Location identification items

++++++++++++++++++++

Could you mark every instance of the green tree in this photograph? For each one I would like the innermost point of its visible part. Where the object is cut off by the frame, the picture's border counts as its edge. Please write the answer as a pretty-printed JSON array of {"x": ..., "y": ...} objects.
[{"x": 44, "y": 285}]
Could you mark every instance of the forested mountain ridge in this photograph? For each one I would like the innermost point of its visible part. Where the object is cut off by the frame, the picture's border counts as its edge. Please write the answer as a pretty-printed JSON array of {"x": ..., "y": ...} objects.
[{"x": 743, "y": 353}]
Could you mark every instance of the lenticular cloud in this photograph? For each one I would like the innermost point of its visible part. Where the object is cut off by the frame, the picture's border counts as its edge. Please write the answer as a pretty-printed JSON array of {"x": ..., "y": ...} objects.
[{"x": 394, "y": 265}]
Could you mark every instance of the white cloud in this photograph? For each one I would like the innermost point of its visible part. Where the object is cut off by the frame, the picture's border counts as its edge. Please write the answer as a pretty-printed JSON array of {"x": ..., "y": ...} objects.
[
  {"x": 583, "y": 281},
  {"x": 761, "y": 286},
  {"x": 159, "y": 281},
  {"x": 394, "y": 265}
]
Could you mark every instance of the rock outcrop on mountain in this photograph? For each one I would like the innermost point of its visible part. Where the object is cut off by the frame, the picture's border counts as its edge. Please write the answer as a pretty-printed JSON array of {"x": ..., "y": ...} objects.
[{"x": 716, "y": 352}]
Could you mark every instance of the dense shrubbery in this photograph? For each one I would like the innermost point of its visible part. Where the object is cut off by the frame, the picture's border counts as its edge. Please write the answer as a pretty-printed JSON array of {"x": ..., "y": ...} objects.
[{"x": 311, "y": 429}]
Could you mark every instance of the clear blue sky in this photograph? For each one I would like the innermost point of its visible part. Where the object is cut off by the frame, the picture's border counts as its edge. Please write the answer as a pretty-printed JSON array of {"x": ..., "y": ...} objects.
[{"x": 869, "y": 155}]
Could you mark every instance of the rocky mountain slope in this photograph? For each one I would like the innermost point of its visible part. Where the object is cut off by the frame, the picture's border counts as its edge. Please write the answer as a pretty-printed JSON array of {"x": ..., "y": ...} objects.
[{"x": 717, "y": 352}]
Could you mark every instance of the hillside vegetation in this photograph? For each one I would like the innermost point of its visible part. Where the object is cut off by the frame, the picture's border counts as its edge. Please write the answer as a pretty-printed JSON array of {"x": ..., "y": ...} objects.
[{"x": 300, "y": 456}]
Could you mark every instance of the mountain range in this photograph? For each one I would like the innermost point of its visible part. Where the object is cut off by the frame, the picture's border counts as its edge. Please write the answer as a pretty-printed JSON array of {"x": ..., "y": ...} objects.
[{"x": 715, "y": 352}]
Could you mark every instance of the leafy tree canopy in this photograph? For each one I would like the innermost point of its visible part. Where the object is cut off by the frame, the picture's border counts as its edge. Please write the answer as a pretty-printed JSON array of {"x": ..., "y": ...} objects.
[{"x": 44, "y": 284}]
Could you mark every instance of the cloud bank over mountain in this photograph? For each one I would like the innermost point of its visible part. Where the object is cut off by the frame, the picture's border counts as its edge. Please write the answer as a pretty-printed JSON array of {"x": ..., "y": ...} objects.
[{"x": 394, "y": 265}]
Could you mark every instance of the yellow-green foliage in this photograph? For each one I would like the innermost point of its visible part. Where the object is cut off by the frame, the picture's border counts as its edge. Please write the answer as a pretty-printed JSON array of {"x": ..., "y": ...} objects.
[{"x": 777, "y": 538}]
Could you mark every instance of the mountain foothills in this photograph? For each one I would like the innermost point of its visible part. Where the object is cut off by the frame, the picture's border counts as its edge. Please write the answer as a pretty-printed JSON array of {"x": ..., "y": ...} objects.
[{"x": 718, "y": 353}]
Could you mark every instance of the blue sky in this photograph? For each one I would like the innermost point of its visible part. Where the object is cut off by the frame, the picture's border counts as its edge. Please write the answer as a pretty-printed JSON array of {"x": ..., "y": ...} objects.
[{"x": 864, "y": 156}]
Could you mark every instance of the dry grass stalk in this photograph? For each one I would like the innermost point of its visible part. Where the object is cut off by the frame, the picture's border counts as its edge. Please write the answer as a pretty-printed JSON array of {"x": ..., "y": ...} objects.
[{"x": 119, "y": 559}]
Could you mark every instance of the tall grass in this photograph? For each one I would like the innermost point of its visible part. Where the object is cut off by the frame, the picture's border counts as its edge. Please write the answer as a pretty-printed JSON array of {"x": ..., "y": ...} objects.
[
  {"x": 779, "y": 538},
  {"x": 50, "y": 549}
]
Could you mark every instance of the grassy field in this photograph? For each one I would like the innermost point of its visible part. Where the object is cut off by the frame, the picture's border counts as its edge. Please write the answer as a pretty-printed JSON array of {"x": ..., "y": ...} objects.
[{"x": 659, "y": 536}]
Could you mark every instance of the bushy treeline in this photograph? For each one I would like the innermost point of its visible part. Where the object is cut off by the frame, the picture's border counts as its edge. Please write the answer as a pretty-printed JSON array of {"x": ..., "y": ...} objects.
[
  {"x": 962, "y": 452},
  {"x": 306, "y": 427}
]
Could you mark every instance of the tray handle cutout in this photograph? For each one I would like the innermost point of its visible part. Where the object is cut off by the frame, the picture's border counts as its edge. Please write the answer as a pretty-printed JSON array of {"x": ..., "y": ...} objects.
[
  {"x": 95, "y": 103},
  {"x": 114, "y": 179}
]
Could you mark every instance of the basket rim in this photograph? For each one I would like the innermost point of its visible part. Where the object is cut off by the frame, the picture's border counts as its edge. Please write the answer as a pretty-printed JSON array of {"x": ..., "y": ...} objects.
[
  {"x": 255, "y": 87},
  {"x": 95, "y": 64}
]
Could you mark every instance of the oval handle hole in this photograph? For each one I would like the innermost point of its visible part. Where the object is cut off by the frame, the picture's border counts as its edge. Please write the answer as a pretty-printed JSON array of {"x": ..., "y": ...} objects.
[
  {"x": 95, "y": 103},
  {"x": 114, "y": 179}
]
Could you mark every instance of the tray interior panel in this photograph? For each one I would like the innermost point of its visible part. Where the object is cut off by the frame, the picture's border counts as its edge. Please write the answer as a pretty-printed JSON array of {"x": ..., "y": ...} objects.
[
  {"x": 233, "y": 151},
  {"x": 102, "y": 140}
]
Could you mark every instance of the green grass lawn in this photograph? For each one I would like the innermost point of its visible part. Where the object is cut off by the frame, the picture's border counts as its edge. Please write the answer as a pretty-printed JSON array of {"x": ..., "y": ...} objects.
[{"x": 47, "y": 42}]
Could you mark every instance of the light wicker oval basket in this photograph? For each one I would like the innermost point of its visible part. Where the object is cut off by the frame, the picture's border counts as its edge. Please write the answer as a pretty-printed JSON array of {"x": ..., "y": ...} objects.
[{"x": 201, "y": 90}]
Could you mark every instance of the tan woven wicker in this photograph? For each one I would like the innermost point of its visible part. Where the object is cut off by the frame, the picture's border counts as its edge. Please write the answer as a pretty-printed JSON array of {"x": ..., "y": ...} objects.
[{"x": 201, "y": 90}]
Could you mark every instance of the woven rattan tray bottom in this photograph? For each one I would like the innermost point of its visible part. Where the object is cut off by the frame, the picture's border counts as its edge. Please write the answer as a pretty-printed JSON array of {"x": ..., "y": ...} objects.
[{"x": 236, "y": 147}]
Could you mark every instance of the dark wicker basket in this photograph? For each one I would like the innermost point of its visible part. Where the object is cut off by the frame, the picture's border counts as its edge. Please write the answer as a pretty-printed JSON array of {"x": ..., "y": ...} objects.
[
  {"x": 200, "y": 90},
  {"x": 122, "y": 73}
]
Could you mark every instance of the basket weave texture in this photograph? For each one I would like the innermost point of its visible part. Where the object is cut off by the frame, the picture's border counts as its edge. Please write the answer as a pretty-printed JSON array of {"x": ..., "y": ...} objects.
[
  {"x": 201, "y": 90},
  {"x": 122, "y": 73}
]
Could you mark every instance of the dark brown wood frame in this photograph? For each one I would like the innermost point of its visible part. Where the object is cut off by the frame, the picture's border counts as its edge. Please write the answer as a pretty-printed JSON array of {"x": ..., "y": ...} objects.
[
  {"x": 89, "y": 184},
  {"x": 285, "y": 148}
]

++++++++++++++++++++

◆ Problem to work on ◆
Copy only the stretch running from the line containing "Could you mark every instance of the tan" to the final line of the entries, both ends included, exactly as it stands.

◆ Solution ◆
Could you mark every instance of the tan woven wicker in this photograph? For each one I would like the innermost point of its visible part. Where the object is cut off by the frame, the picture's border counts as its edge. Please write the answer as a pretty-printed JSON array of {"x": ..., "y": ...} objects.
[{"x": 201, "y": 90}]
Could you mark every instance of the woven rattan tray bottom in this photograph? For each one I would like the innermost point of its visible part. Where the object is cut off by the frame, the picture's border counts as its edge. Please write the answer as a pretty-printed JSON array of {"x": ..., "y": ...} objects.
[{"x": 236, "y": 147}]
Could you mark every instance of the dark wicker basket in this photograph? For each one I would like the innermost point of its visible part. Where the object is cut off by the frame, the picture's border counts as its edge. Please write the answer as a pretty-printed JSON array of {"x": ..., "y": ...} objects.
[
  {"x": 200, "y": 90},
  {"x": 122, "y": 73}
]
Could you mark every instance of the basket weave texture in this photograph? For each one I would like the innermost point of its visible part. Where the object is cut off by the frame, the picture's border counts as its edge. Please write the answer as a pretty-printed JSON array of {"x": ..., "y": ...} objects.
[
  {"x": 201, "y": 90},
  {"x": 122, "y": 73}
]
Could you mark every instance of the dark brown wood frame in this photograph? For each one I would like the innermost point of its visible part. Where the object is cut off by the frame, the picture's border counts as its edge. Please write the answer as a pretty-printed JSON array of {"x": ..., "y": ...} objects.
[
  {"x": 89, "y": 184},
  {"x": 285, "y": 148}
]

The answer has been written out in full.